■ **TEXT SHOWN**:
** Begin **

The government’s spending review did less damage to public spending on carbon cutting and environmental protection than many had feared in the anxious weeks leading up to October 20 – at least on first impressions.
There was funding for the Green Investment Bank, a single power station carbon capture and storage scheme (CCS), the renewable heat incentive and improved green farming schemes.
But Chancellor George Osborne’s long awaited Comprehensive Spending Review (CSR) announcement covering the next four years implied more than 5,000 green public sector jobs will be axed by 2015 in central government departments, agencies and the devolved administrations.
Major cuts in local government spending are expected to cost several thousand more environmental protection jobs at councils across the UK.
While low-carbon programmes and capital spending had some protection from the heavy cuts in public spending, the loss of so many staff may harm the government’s ability to deliver complex new policies on time and free of problems.
The CSR’s biggest surprise, greeted with fury by many businesses, was to turn the CRC Energy Efficiency Scheme into a new carbon tax (see separate article). Revenues raised from carbon allowance sales will not now be recycled back to the 3,000 plus companies and public sector organisations participating. They will go straight to the Treasury instead.
Seven waste incineration plants which were to be built through Private Finance Initiative schemes have been scrapped (see separate article), saving £3m a year. Lord Henley, the environment department (DEFRA) minister responsible for waste, said going ahead with 11 remaining waste PFI schemes made him “absolutely confident we will meet our EU targets” for diverting municipal waste from landfill.
Green Investment Bank
The CSR said the coalition government’s promised Green Investment Bank would be guaranteed £1bn of public money for its initial capital, plus a further, unknown quantity from asset sales.
Interest groups and the energy and climate department (DECC) have had big arguments with the Treasury about the nature, powers and funding of this bank and these are not yet over.
It is hoped it can make a major contribution to securing the huge investment flows – of up to £50bn a year – required to decarbonise UK electricity supply over the next 20 years.
The CSR document said its creation was “subject to a final design which meets the tests of effectiveness, affordability and transparency” and that government aimed to complete design and testing work by next spring.
There were grumbles from NGOs and the carbon finance community that the guaranteed £1bn public funding was less than had been hoped for, and that the project is running late.

** End **

■ **STATED PROBLEM**:
Answer these questions from the spending review article.
(a) How many waste incineration plants were scrapped, and how much does this save each year?
(b) Where will revenues from carbon allowance sales under the CRC Energy Efficiency Scheme now go?
(c) How much public money was the Green Investment Bank guaranteed for its initial capital?

■ **GIVEN INFORMATION**:
** Begin **

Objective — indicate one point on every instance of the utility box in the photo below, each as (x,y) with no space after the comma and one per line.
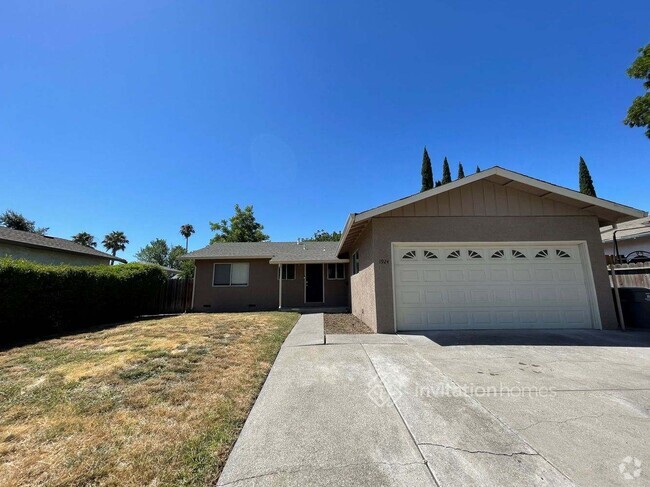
(635,302)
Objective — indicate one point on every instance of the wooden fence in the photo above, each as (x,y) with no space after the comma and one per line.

** End **

■ **SOLUTION**:
(a) Seven plants were scrapped, saving £3m a year.
(b) They will go straight to the Treasury.
(c) £1bn.